The records:
■ ■ ■

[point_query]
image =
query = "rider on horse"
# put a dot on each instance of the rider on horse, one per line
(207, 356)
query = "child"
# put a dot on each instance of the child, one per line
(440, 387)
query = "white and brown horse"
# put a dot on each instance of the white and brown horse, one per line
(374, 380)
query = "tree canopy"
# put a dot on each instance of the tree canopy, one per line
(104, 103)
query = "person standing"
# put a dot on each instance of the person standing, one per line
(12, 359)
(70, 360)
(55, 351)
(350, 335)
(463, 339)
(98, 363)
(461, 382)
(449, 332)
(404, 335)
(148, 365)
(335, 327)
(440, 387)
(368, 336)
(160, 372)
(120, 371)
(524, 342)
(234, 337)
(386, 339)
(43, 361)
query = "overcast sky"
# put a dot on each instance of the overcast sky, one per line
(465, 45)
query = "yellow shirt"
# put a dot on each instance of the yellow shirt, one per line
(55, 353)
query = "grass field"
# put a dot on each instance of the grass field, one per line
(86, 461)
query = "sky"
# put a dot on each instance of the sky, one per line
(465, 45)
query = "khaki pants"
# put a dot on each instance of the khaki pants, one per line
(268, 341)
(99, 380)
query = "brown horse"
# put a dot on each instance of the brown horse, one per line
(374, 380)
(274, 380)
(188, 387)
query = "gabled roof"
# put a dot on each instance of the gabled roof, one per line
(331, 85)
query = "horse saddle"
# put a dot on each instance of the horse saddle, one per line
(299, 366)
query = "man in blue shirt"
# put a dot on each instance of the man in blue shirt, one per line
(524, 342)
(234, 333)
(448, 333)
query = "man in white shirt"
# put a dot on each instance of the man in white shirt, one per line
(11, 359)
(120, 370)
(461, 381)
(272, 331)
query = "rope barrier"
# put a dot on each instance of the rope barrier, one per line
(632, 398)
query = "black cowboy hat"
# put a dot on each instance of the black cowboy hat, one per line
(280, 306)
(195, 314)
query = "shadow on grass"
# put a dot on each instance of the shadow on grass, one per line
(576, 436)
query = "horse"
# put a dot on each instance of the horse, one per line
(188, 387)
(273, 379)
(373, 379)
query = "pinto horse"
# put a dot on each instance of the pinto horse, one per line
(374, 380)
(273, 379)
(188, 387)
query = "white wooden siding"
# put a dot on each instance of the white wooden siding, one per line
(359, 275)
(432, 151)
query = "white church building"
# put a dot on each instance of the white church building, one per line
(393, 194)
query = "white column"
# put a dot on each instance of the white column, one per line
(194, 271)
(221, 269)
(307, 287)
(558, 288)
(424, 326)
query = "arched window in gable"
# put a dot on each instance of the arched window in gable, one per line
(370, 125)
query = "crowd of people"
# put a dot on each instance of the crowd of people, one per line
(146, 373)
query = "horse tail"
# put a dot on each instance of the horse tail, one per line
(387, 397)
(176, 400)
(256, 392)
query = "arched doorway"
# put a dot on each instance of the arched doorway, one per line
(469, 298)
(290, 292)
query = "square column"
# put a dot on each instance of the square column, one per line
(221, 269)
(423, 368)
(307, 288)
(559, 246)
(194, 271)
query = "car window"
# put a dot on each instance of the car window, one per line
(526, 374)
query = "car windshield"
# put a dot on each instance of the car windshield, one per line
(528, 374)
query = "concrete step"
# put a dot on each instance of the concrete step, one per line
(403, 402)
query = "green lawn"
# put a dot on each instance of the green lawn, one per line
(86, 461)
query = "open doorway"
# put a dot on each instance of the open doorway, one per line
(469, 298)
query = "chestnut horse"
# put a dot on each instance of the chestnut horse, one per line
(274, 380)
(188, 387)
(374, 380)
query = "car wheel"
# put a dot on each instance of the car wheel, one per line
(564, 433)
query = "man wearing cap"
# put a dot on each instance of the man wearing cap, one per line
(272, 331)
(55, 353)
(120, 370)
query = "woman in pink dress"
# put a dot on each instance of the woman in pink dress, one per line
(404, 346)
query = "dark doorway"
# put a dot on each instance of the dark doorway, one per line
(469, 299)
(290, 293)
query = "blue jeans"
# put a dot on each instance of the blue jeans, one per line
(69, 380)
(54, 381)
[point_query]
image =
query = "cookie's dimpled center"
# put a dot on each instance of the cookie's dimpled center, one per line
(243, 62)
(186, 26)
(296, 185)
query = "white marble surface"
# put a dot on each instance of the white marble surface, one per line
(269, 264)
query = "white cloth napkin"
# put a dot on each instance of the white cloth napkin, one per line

■ ■ ■

How to complete this task: The entries above should be copied out exactly, with none left out.

Completed exercise:
[point_query]
image =
query = "rider on horse"
# put a dot on each instance of the rider on horse, one per line
(207, 356)
query = "child"
# put a dot on each instance of the child, one per line
(440, 387)
query = "white and brown horse"
# put a dot on each instance of the white and brown horse, one per line
(374, 380)
query = "tree canopy"
# put a dot on each instance of the tree canopy, one per line
(104, 103)
query = "person standing"
# put a dot on each instance of the person standing, one per line
(12, 359)
(70, 360)
(55, 351)
(350, 335)
(463, 339)
(98, 363)
(461, 382)
(449, 332)
(404, 335)
(148, 365)
(335, 327)
(440, 387)
(368, 336)
(160, 372)
(120, 371)
(524, 342)
(234, 337)
(386, 339)
(43, 361)
query = "overcast sky"
# put a dot on each instance of the overcast sky, one per line
(465, 45)
query = "yellow shirt"
# put a dot on each instance of the yellow shirt, one per line
(55, 353)
query = "grass field"
# put a dot on each instance of the grass field, one per line
(86, 461)
query = "sky"
# put a dot on each instance of the sky, one per line
(465, 45)
query = "khaki pants"
# put a dot on each instance of the khaki pants, one per line
(268, 341)
(99, 380)
query = "brown horse"
# put a dot on each instance of the brown horse, one per line
(374, 380)
(274, 380)
(188, 387)
query = "gabled roof"
# put a dot on each instance of the gabled roof, one per line
(331, 85)
query = "horse saddle"
# put a dot on each instance of the horse saddle, one per line
(299, 366)
query = "man in blue shirt"
# put a dot on each instance of the man in blue shirt, one per line
(524, 342)
(234, 333)
(448, 333)
query = "man in white shirt"
# put a dot on each instance of the man in white shirt, one per line
(11, 359)
(120, 370)
(461, 381)
(272, 331)
query = "rope barrier"
# put a dot on each instance of the rope barrier, one per line
(632, 398)
query = "black cowboy hat"
# put a dot on each instance of the black cowboy hat, one per line
(280, 306)
(195, 314)
query = "shadow on grass"
# put a dot on each instance of the shadow on grass, one per line
(576, 436)
query = "horse"
# put a dot on each instance of the horse, one per line
(188, 387)
(273, 379)
(373, 379)
query = "pinto horse"
# put a dot on each instance of the pinto horse, one per line
(374, 380)
(273, 379)
(188, 387)
query = "white wooden siding"
# put a dot on each instance of the white wooden siding, one per line
(359, 275)
(432, 151)
query = "white church building"
# put a dot on each instance of the white church building, one per line
(393, 194)
query = "white column"
# put a dot on each instance of the white column, one per line
(194, 271)
(221, 269)
(307, 287)
(558, 288)
(424, 326)
query = "arched window in gable"
# put a dot on each instance of the arched window in gable, one per line
(370, 125)
query = "crowd of people"
# put a dot on each instance of the crowd of people, one per line
(146, 373)
query = "horse tail"
# put a dot on each instance of the horse tail, one per line
(387, 397)
(176, 400)
(256, 392)
query = "arched doorway"
# put a dot on each instance of the arched doorway, one per line
(469, 298)
(290, 292)
query = "square column"
# put a dot on each instance of the square column, one per line
(221, 269)
(423, 368)
(307, 288)
(559, 246)
(194, 271)
query = "car window"
# put a dot on each instance of the car window, one per line
(526, 374)
query = "car windshield"
# put a dot on each instance of the car windshield, one per line
(528, 374)
query = "concrete step"
# put a dot on each instance of the concrete step, one per line
(403, 402)
query = "green lawn"
# put a dot on each instance of the green lawn, one per line
(86, 461)
query = "open doorway"
# put a dot on each instance of the open doorway, one per line
(469, 298)
query = "chestnut horse"
# put a dot on each instance of the chestnut horse, one per line
(274, 380)
(188, 387)
(374, 380)
query = "car wheel"
# put a dot on each instance of the car wheel, one per line
(564, 433)
query = "man wearing cap"
# put a dot on each instance of the man wearing cap, one per line
(272, 331)
(55, 353)
(120, 370)
query = "woman in pink dress"
# put a dot on each instance of the woman in pink dress, one per line
(404, 346)
query = "dark doorway"
# put a dot on each instance of the dark doorway, one per line
(469, 299)
(290, 293)
query = "blue jeans"
# put a dot on each instance of the blue jeans, one per line
(69, 380)
(54, 381)
[point_query]
image =
query = "cookie's dimpled center"
# put a dot on each instance of the cookie's dimpled center, one per line
(243, 62)
(186, 26)
(296, 185)
query = "white marble surface"
# put a dot on each instance of the white marble surface, one per line
(269, 264)
query = "white cloth napkin"
# put a dot on each instance of the white cloth napkin, one per line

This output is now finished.